Problem:
Reproduce every line of the records below, requests included, and shift each polygon vertex coordinate in the answers by adding 24 to it.

Record list:
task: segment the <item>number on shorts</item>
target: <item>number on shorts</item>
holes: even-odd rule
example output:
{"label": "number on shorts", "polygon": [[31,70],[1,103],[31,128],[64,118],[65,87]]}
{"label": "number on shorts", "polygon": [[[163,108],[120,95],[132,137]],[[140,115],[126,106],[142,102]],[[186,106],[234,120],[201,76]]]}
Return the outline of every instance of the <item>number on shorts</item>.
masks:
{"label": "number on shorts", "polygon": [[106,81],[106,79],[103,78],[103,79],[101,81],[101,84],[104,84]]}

Exercise response:
task: segment the <item>number on shorts</item>
target: <item>number on shorts</item>
holes: even-odd rule
example output:
{"label": "number on shorts", "polygon": [[31,70],[1,103],[31,128],[64,118],[65,87]]}
{"label": "number on shorts", "polygon": [[[163,108],[120,95],[132,137]],[[140,115],[126,106],[142,102]],[[186,106],[234,120],[201,76]]]}
Return the outline of every instance of the <item>number on shorts</item>.
masks:
{"label": "number on shorts", "polygon": [[130,105],[130,103],[127,102],[127,103],[125,105],[125,108],[128,108]]}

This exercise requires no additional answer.